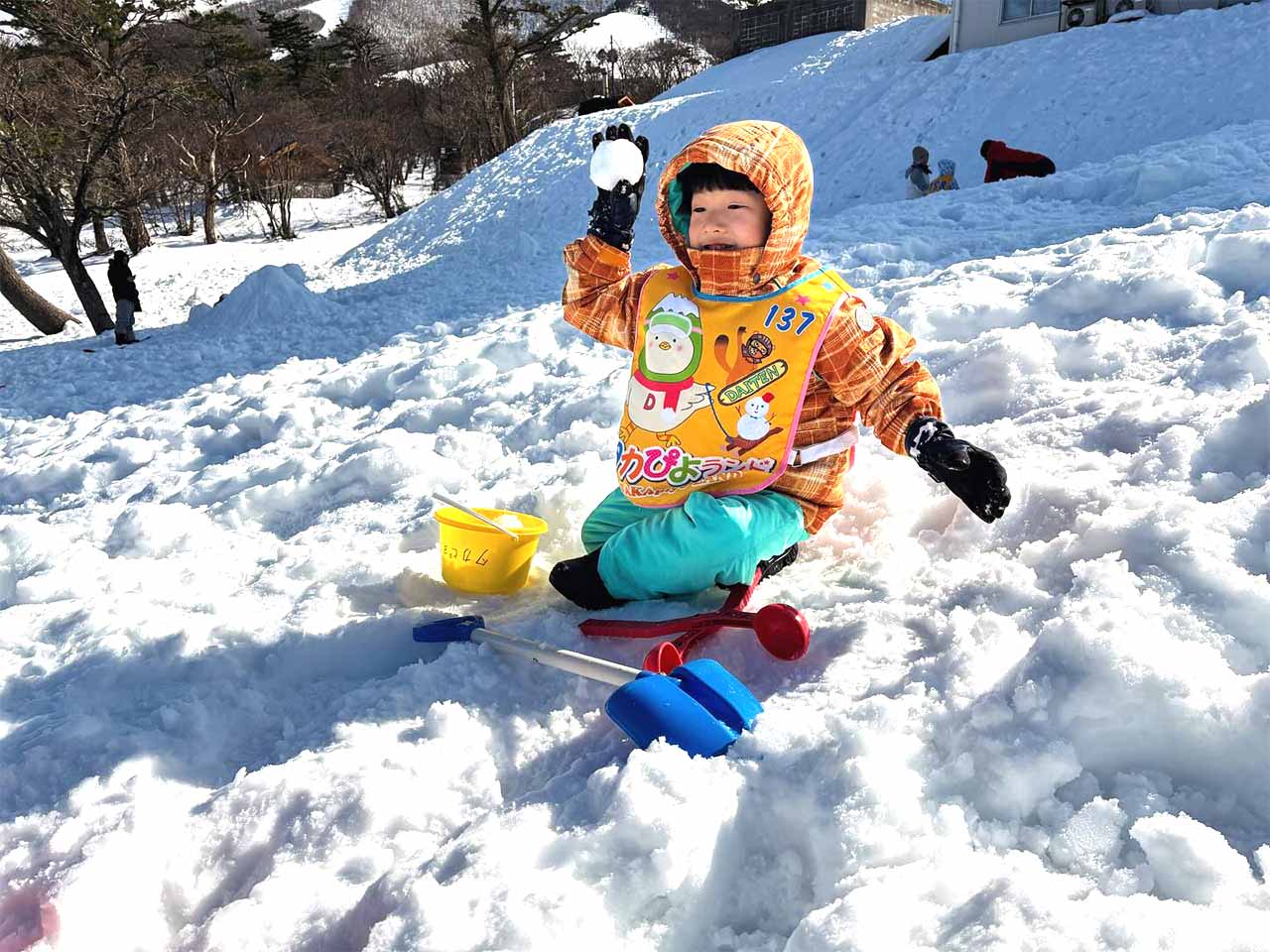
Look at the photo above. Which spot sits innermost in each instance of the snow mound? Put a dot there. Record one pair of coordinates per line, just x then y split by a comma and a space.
==
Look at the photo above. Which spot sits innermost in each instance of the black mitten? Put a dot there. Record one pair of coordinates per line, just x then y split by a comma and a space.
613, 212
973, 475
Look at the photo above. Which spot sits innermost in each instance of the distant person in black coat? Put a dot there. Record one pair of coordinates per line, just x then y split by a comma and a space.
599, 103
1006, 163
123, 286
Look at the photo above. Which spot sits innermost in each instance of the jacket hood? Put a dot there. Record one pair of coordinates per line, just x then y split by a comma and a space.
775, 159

Exercise:
Count the lines in the records above that contain the word "black". Reply with that number alone.

Answer to the problem:
2